● **Stated goal**
Copy word for word everything in the material from the line containing "Where can you spot the summit" down to the end of the material, leaving out any pictures.

►

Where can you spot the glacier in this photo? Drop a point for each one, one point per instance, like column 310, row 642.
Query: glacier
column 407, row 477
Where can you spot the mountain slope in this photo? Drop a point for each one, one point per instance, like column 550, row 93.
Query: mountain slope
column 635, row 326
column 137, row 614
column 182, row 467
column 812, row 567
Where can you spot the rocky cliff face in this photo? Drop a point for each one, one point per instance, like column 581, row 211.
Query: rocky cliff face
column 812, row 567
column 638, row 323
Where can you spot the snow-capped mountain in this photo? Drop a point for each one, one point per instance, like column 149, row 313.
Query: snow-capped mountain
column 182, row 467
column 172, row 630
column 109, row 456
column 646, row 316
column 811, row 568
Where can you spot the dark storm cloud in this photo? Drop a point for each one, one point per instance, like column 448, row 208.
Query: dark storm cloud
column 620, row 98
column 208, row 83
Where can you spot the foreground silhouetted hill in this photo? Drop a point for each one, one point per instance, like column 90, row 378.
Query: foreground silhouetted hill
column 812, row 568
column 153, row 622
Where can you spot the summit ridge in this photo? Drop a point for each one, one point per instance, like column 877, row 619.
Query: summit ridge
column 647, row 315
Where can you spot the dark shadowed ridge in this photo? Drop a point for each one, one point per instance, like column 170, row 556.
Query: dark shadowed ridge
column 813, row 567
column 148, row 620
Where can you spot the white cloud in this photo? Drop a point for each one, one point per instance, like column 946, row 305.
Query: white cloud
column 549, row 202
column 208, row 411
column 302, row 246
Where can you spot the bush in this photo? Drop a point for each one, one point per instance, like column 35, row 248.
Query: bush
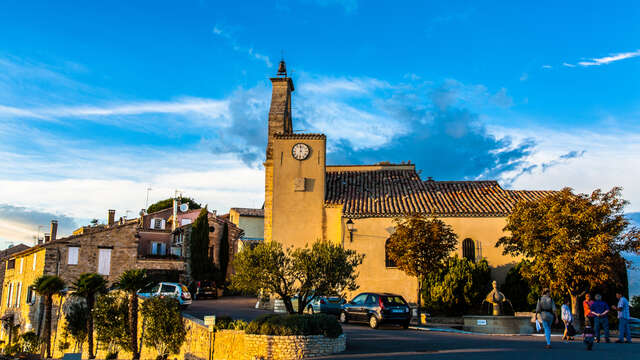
column 290, row 325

◄

● **Result below**
Where can you spot the summit ridge in this photo? Drop a point for each one, one point per instance, like column 877, row 619.
Query: summit ridge
column 647, row 315
Where can you spot the dark shadowed ridge in this photo? Drop a point for each one, one point per instance, like column 170, row 556.
Query: dark shadowed ridge
column 813, row 567
column 148, row 620
Where can you spot the white cloud in this photo? Drop a point for each one, one point per instance, like column 946, row 305.
Query: white cloud
column 549, row 202
column 208, row 411
column 302, row 246
Where can you spot the bush in this photo? Drop a point for each one, one point per instance, like column 35, row 248.
Query: bush
column 290, row 325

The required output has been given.